M_K
M_K

Reputation: 3455

Regex Pattern matching with HTML tag's

This is only for a small Android program I am messing with so I only need to match one or two tags

I have one HTML tag and I can get whats inside that tag which is "FC-Cologne" I use this code to get it

Pattern pattern = Pattern.compile("report\">(.*?)</a>",Pattern.MULTILINE);

here is the HTML tag I can get to work

<a href="/match-menu/3405570/first-team/fc-cologne=report"> FC Cologne</a>

But I can't get this tag, I don't know is it because of the space after the word "opposition" or/and the quotes inside the HTML tag, because they are not in the first tag

This is the one I can't get to work

<td class="bold opposition "> "Olympiacos" </td>

This is the code I am trying

Pattern pattern = Pattern.compile("opposition \">(.*?)</td>",Pattern.MULTILINE);

I have tried replacing the spaces " " with "" an empty string and I have tried \s where the space is but I get nothing.

(Items stored from a collection)

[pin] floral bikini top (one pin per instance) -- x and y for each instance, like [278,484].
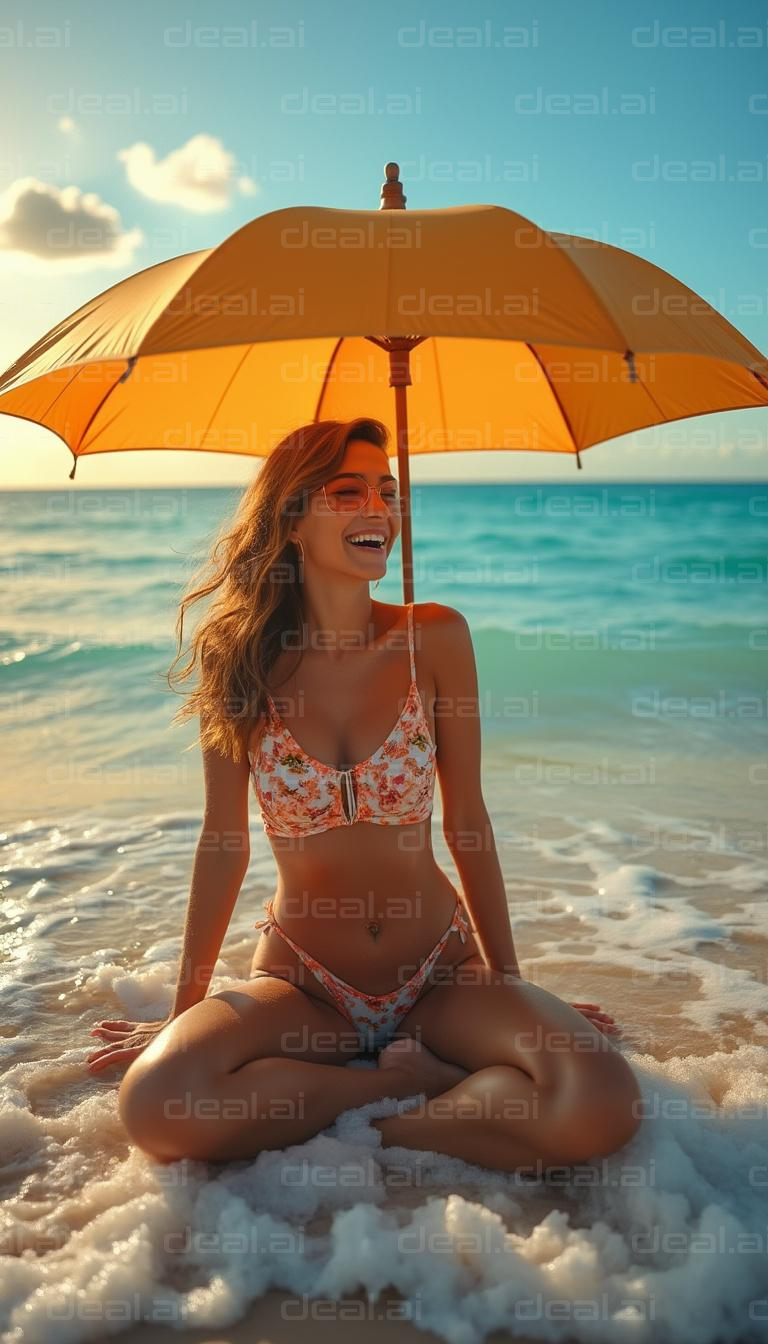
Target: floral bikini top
[300,796]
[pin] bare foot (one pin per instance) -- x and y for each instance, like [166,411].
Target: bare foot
[414,1061]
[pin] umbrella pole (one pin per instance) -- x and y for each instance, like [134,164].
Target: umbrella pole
[404,477]
[400,379]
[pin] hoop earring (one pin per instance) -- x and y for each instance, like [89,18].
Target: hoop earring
[300,549]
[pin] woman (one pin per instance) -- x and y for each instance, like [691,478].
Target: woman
[366,945]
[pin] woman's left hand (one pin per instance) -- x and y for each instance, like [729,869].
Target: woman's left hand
[603,1020]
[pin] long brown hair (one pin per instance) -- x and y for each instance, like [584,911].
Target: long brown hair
[254,565]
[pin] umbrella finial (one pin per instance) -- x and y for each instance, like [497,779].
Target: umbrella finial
[392,194]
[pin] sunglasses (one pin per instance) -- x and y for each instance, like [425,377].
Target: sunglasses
[351,496]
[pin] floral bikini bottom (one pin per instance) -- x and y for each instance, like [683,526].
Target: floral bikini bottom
[374,1016]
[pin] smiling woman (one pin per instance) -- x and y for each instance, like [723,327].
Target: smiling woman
[363,919]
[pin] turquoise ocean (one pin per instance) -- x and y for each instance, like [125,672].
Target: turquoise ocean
[622,643]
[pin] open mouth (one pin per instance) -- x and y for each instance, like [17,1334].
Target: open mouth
[367,543]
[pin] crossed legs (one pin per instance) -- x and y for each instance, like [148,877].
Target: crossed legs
[542,1083]
[262,1067]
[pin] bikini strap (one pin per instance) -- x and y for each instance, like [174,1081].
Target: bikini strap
[268,918]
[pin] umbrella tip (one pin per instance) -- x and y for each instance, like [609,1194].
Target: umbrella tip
[392,194]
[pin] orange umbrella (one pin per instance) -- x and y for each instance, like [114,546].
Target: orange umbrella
[507,336]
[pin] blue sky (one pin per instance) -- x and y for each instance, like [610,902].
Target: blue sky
[530,106]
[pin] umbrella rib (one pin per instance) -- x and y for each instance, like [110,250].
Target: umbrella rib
[560,406]
[331,362]
[439,378]
[230,381]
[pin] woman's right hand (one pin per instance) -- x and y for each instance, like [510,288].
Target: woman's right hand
[125,1040]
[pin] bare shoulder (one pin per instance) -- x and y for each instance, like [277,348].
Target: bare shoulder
[443,636]
[445,622]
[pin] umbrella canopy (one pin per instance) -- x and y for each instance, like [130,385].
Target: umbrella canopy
[506,335]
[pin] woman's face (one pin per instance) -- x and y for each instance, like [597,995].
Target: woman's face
[326,528]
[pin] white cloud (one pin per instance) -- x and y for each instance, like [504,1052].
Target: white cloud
[201,175]
[63,227]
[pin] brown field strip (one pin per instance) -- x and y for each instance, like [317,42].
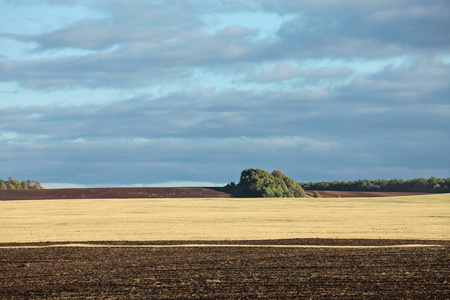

### TASK PROMPT
In the forum post on regex matching of HTML tags, what two possible causes does the poster suggest for the failure to match the second tag? The records aren't required for this.

### COMPLETE ANSWER
The space after the word "opposition" and/or the quotes inside the HTML tag.